═════ Source material ═════

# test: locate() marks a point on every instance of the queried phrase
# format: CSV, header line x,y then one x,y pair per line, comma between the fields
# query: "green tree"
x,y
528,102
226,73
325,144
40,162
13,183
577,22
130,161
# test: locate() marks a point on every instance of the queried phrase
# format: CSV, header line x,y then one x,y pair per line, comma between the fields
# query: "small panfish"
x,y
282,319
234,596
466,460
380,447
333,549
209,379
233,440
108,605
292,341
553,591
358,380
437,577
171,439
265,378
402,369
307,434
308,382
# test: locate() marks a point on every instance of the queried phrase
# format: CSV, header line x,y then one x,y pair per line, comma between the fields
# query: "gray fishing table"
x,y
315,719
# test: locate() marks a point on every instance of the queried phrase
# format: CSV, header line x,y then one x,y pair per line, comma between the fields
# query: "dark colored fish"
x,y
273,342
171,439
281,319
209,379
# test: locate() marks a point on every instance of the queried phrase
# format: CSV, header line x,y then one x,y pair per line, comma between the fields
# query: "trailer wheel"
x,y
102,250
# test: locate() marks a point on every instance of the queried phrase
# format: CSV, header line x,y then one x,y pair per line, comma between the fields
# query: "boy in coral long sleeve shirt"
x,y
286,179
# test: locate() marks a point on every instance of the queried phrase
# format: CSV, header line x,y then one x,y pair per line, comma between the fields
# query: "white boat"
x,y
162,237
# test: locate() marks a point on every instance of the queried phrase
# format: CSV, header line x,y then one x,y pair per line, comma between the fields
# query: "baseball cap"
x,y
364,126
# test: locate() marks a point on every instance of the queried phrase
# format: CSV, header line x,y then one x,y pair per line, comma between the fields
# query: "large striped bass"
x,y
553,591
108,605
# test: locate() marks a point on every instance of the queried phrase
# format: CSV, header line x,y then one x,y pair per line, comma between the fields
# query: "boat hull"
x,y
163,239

═════

### Exercise goal
Print every entry exactly as it appears.

### Exercise solution
# test: locate() marks a point on every instance of the queried phrase
# format: CSV, header line x,y then one x,y pair per line, comma between the fields
# query: "green tree"
x,y
528,102
226,73
325,144
40,162
13,183
577,22
130,161
# test: locate() marks a point on every instance of the queried phrase
# format: CSV, header line x,y then one x,y pair per line, comma between the fields
# query: "small panfish"
x,y
282,319
234,596
466,460
380,447
333,549
209,379
233,440
108,605
292,341
553,591
358,380
437,577
171,439
265,378
402,369
307,434
308,382
# test: locate() marks a point on every instance of the queried phrase
# format: CSV, header line x,y then one x,y pair per line, comma between the fields
# query: "gray fishing table"
x,y
315,719
# test: locate() marks a point on every instance of the queried phrase
# format: CSV, header line x,y then one x,y pair per line, comma between the fields
# query: "dark colored fish"
x,y
273,342
171,439
281,319
209,379
# test: locate() marks a point on every instance of the queried phrase
# format: CSV, header line x,y then one x,y pair per line, comma between the fields
# query: "trailer wheel"
x,y
102,250
# test: locate() marks a point on every instance of the queried phrase
# format: CSV, header line x,y then one x,y pair per line, comma between the fields
# query: "boy in coral long sleeve shirt"
x,y
286,179
# test: locate() marks a point on every instance of the queried phrase
# format: CSV, header line x,y then one x,y pair per line, comma between the fields
# query: "white boat"
x,y
162,237
# test: locate() marks a point on every instance of the queried phrase
# format: CSV, header line x,y then one x,y pair per line, comma between the fields
# query: "baseball cap"
x,y
364,126
# test: locate() marks a point on every instance of the queried phrase
# format: CSV, header line x,y then one x,y pair per line, comma between the fields
# query: "large striped bass"
x,y
553,591
108,605
# test: locate() marks a point on every instance of the queried phrase
# format: CSV, header line x,y then one x,y pair per line, comma between the fields
# query: "boat hull"
x,y
163,239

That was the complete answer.